## WHAT THE TASK REQUIRES:
Copy the forum thread below from the words "It doesn't, because" through "passes through objects.", substituting "overall yield" for "total yield".

## DOCUMENT PASSAGE:

_ _ _ _

And I'm telling you now that you're walking down a dead-end road, because there is no relationship. It's completely irrelevant; you're only bringing it up because you want to attack my credibility instead of my argument. Don't confuse the two.



> And the only way that FRS hits hiruko and barely puts a scratch on Sasori is if it's comparable in power to Sakura's punch.



Pound-for-pound, yes. If you took Sakura's punch and multiplied it to encompass the volume of FRS's explosion, it might actually have a higher yield than FRS.



> Sakura destroyed both hiruko and sasori's body with a single punch to each.



Sakura punched Sasori twice. The first hit did nothing but segment his body at the removable joints. The second hit put a crack in his cheek.



> The only way your assertion that Hiruko protects sasori from the bulk of the damage is that her punch is comparable in power to it.



It doesn't, because of the difference in the nature of the two attacks. Sakura's fist is smaller than FRS, so all the force gets concentrated on that area. There's also no explosion, so none (well, most) of the force is not lost.

Again, you are confusing total yield with the force that is actually transferred to the target.



> The rasengan didn't even hit the ground directly, it had to go through obito and the ground got messed up as a mere side effect.



That's what happens. Force passes through objects.

Ever played pool?

Sure, some force is lost upon initial contact. But it's not that significant.



> Why did you use her punch vs boulder as an example? * Why not her punch vs the earth?* And in that case, Minato's rasengan does more damage to it.



The boulder serves as a high-end feat. It's that simple.

Of course, the apparent difference isn't significant either way, so it doesn't really change the argument.



> So it's clear that had minato's rasengan is more powerful than sakura's punches since they yield similar destruction despite minato's having to go through an actual enemy first.





No, that's not how it works.

Rasengan did about as much damage to the surrounding environment through Obito's body as it would've otherwise. The only difference would've been at the point of contact, where Rasengan would've stripped away any bare ground. Obito's body was basically a projectile.



> No, the side affect of a rasengan hitting a target > the punches that sakura throws, and the full power of the rasengan had to pass through its target in order to do its damage to the ground.



And a Rasengan would break Hiruko, but it still wouldn't destroy all of Hiruko and also take out Sasori. Like Sakura's punch, it would make a hole at the point where it makes contact. Then it would explode and blow the pieces apart. 



> Unless you are arguing that Hiruko is as durable as Kakuzu with three lives, that's completely irrelevant.



I would argue that Hiruko is more durable than Kakuzu without Domu.



> Concessionary dishonesty as FRS has explicitly shown to disintegrate the GROUND that it hits, not merely push it aside,



"Disintegrate" is just another word for pushing it aside, albeit in very small bits.

_ _ _ _

## MATERIAL PROVIDED:
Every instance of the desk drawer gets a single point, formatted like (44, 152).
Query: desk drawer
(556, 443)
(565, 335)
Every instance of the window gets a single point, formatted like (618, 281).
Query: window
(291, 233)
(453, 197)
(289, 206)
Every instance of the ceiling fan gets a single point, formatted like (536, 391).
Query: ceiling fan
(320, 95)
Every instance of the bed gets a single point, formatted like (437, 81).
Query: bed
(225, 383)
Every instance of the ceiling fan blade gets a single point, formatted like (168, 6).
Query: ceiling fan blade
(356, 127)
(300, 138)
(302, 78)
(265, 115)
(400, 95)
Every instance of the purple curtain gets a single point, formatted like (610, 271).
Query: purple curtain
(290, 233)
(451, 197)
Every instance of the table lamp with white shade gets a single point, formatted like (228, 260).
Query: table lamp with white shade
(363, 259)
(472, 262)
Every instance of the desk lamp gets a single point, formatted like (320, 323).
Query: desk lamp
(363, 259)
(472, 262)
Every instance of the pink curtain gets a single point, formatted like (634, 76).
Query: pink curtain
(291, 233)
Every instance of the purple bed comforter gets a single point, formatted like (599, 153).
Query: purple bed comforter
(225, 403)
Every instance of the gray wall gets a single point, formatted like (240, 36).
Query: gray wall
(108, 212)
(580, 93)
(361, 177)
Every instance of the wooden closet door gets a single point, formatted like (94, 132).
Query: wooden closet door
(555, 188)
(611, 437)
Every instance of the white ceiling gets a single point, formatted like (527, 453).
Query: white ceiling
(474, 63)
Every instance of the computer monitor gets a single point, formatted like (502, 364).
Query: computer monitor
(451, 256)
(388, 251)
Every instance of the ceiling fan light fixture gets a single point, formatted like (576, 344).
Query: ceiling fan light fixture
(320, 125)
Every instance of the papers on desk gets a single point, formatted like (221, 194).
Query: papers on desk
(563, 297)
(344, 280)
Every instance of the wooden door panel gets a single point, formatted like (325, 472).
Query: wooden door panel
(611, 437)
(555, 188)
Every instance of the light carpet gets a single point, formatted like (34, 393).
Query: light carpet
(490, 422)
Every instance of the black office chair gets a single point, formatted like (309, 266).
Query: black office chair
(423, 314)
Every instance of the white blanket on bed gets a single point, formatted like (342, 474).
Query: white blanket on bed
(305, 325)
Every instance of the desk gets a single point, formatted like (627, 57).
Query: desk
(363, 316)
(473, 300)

_ _ _ _

## RESULT OF THE TASK:
It doesn't, because of the difference in the nature of the two attacks. Sakura's fist is smaller than FRS, so all the force gets concentrated on that area. There's also no explosion, so none (well, most) of the force is not lost.

Again, you are confusing overall yield with the force that is actually transferred to the target.



> The rasengan didn't even hit the ground directly, it had to go through obito and the ground got messed up as a mere side effect.



That's what happens. Force passes through objects.